-- INPUT DATA follows --
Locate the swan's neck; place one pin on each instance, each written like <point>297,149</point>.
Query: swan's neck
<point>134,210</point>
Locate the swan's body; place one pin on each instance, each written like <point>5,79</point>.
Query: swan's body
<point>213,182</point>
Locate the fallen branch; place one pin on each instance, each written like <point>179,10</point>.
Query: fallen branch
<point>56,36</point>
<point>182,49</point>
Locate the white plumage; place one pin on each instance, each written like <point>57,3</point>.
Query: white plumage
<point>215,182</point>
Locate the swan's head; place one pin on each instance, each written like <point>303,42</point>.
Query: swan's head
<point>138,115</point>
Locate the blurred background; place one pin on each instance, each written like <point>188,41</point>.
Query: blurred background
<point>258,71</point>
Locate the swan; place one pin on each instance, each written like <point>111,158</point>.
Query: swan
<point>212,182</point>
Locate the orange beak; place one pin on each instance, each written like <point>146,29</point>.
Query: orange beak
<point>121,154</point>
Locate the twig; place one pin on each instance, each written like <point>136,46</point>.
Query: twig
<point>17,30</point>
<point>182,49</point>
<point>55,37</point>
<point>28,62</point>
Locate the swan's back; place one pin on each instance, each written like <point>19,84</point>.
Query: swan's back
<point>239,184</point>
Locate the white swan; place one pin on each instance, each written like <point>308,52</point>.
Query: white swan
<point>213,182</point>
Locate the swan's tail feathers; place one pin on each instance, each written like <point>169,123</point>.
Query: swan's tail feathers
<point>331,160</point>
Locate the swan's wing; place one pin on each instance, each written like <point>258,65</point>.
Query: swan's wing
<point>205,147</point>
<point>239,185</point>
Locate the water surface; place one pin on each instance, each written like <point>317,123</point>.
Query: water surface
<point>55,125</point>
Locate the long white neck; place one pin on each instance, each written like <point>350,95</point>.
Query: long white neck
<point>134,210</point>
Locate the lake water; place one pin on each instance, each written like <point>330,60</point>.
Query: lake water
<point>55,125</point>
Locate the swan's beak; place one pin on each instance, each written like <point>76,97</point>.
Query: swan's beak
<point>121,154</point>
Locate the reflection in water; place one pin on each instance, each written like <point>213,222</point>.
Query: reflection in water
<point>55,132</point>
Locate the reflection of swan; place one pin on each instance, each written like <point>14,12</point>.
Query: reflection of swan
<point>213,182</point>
-- INPUT DATA concluded --
(TASK):
Reprint exactly the lines above that start at the one with "Locate the fallen" and end at the one with "Locate the swan;", keeping both and adding none.

(ANSWER BOX):
Locate the fallen branch; place one pin on each instance, each written like <point>179,10</point>.
Query: fallen branch
<point>56,36</point>
<point>182,49</point>
Locate the white plumage; place one pin on each instance, each written like <point>57,3</point>.
Query: white plumage
<point>215,182</point>
Locate the swan's head; place one pin on each instance, each written like <point>303,42</point>.
Query: swan's head
<point>138,115</point>
Locate the blurred background; place one pin on each instance, each written like <point>188,41</point>.
Query: blurred background
<point>258,71</point>
Locate the swan; place one pin on each instance, each written like <point>111,158</point>.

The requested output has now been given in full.